[Region labeling material]
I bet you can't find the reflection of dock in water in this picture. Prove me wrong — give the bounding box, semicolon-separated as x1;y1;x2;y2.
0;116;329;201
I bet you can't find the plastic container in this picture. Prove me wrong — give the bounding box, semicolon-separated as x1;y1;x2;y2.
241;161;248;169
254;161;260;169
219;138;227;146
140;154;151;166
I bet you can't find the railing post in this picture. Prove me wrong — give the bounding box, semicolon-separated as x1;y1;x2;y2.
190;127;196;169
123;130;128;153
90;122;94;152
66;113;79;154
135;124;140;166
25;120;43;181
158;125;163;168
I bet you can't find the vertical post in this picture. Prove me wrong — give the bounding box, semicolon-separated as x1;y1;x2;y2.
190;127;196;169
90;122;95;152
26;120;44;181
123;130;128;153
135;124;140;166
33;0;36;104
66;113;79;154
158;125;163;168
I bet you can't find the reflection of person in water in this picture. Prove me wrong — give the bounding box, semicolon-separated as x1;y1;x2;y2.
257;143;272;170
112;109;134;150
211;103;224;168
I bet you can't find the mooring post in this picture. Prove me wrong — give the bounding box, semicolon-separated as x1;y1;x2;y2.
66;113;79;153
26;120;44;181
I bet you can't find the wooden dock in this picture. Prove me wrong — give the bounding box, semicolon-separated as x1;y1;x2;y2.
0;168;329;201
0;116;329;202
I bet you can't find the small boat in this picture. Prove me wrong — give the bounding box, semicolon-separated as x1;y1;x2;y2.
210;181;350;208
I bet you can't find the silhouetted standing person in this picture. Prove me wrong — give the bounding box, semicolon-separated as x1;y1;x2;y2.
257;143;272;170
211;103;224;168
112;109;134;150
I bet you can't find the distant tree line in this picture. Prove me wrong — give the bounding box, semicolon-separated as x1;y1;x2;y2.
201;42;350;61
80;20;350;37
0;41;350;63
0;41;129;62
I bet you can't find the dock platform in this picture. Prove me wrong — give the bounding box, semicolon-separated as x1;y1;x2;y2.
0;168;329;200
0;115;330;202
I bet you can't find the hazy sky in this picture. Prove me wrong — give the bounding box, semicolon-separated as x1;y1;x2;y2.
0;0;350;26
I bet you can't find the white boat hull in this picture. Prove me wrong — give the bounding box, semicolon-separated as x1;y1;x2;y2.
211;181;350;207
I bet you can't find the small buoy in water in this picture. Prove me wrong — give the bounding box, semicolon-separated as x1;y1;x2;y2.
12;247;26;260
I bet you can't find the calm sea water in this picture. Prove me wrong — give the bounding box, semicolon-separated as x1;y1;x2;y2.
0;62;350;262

◆ Given task: Reproduce all of the material above line for line, with no changes.

◆ Answer to the exercise:
I bet you can't find the reflection of dock in water in this picture. Prove me wrong — give the bounding box, semicolon-separated as x1;y1;x2;y2.
0;116;329;201
I bet you can't find the plastic container in this picture. Prove me wrong — give the bounding box, semicolon-separated as x1;y1;x2;y2.
241;161;248;169
254;161;260;169
219;138;227;146
140;154;151;166
I bet you can't find the railing post in this picture. Prove me wrong — give the bounding box, semicolon-separated as x1;y1;x2;y2.
190;127;196;169
123;130;128;153
90;122;94;152
66;113;79;154
135;124;140;166
25;120;43;181
158;125;163;168
I bet you can't find the vertical post in this picture. Prove me wrong — give the bounding box, semicolon-separated as x1;y1;x2;y2.
190;127;196;169
90;122;95;152
26;120;44;181
123;130;128;153
135;124;140;166
33;0;36;104
66;113;79;154
158;125;163;168
I bet you can't find the reflection of person in water in this picture. Prove me wrong — give the bounding box, semicolon-separated as x1;y1;x2;y2.
257;143;272;170
112;109;134;150
211;103;224;168
I bet you can't find the mooring post in this picture. Prove me wrong — give the bounding box, semicolon-separated as x1;y1;x2;y2.
66;113;79;153
26;120;44;181
I bet you can't find the wooden dock in this picture. Prove me wrong — give the bounding box, semicolon-separated as x1;y1;x2;y2.
0;168;329;201
0;116;329;202
I bet you can't find the small boat in this picture. Prove me wrong — give the bounding box, semicolon-separated as x1;y1;x2;y2.
210;181;350;208
I bet you can't find the silhouetted standing person in this picture. Prove me wrong — give the bounding box, semicolon-separated as x1;y1;x2;y2.
257;143;272;170
211;103;224;168
112;109;134;150
I bet you can't find the distant tree line in this picture. Prove me wrong — give the bounding box, semicolon-separated as x1;y1;x2;y2.
201;42;350;61
80;20;350;37
0;41;350;63
0;41;129;62
I bet you can't find the dock platform in this picture. Prove me wrong — give the bounding box, semicolon-separated as x1;y1;x2;y2.
0;168;329;200
0;115;330;202
I bet you can't find the hazy sky in this picture. Prove me wrong — give the bounding box, semicolon-separated as x1;y1;x2;y2.
0;0;350;26
I bet you can't find the white boat hull in this picture. Prove me wrong — give the bounding box, semicolon-separated as x1;y1;x2;y2.
211;181;350;207
I bet you can't find the small buoy in water in this picture. Prove me wrong — give the bounding box, semicolon-separated as x1;y1;x2;y2.
12;247;26;260
I bet you can't find the calm sea water in this picture. Prove me wrong — give the bounding box, semicolon-separated as x1;y1;x2;y2.
0;62;350;262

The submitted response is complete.